**Work required**
Reproduce every line of the items below verbatim, omitting the pictures.

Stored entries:
__________
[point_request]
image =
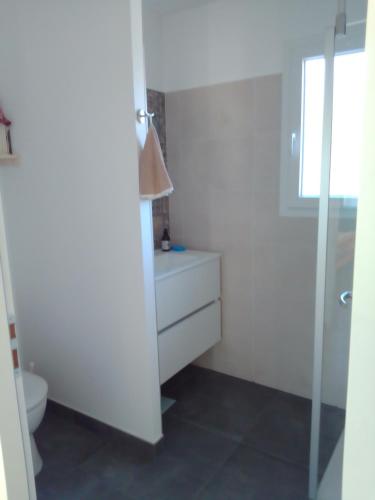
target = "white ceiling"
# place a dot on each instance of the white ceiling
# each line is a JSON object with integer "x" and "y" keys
{"x": 165, "y": 6}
__________
**Solution to this exercise**
[point_request]
image =
target = "white ceiling"
# place a dot on each instance of the white ceiling
# each line is a JSON object with integer "x" and "y" keys
{"x": 165, "y": 6}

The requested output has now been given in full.